* **Exercise description**
List every line in the entries below that contains the word "girl".

Records of labeled points
......
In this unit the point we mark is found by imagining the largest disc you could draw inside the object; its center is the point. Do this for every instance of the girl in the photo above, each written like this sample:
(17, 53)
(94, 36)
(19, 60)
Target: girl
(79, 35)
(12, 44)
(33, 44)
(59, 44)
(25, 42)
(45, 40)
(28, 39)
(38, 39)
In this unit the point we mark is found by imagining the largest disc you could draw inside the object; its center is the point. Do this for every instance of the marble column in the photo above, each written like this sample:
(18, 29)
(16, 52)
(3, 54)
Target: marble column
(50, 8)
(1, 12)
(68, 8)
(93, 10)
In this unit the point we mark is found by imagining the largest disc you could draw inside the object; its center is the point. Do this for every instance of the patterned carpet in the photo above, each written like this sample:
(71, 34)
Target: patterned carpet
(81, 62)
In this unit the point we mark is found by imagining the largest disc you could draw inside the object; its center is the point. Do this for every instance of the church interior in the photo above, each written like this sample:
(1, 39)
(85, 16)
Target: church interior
......
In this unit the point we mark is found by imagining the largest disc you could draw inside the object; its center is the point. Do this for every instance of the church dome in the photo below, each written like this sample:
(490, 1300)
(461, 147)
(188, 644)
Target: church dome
......
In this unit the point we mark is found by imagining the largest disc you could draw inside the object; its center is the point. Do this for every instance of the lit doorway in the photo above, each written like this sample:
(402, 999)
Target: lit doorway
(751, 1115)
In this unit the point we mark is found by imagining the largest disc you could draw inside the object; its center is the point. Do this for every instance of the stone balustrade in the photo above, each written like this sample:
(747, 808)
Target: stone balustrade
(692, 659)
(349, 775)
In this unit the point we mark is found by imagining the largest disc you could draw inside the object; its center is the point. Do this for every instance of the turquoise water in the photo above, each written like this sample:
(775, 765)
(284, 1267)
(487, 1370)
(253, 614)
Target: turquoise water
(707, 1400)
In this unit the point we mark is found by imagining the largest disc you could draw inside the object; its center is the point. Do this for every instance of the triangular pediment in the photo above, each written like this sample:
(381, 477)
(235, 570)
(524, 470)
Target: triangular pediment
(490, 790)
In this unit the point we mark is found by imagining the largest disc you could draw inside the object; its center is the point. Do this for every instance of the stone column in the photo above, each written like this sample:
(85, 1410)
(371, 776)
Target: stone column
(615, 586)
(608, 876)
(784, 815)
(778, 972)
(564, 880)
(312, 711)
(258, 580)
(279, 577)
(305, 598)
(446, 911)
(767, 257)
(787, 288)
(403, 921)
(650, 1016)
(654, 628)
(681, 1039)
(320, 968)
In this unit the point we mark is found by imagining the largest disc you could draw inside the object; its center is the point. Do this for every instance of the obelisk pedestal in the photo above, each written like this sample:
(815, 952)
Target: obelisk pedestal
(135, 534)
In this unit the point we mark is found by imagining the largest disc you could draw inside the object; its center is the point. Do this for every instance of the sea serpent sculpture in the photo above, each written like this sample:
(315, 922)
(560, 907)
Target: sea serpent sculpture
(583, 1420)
......
* **Solved exercise**
In this unit the point we mark is found by imagining the largest disc you could draw inside the object; its center is the point. Do this for every instance of the girl in the photo above, each written like this sample:
Target: girl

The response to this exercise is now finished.